_Task goal_:
Please find how many lines of the data contain the string "scouting", and respond with that number only.

BEGIN Dataset entries

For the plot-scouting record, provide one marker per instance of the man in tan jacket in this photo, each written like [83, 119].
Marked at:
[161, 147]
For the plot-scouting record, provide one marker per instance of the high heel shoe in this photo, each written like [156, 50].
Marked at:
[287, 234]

END Dataset entries

_The completed task_:
2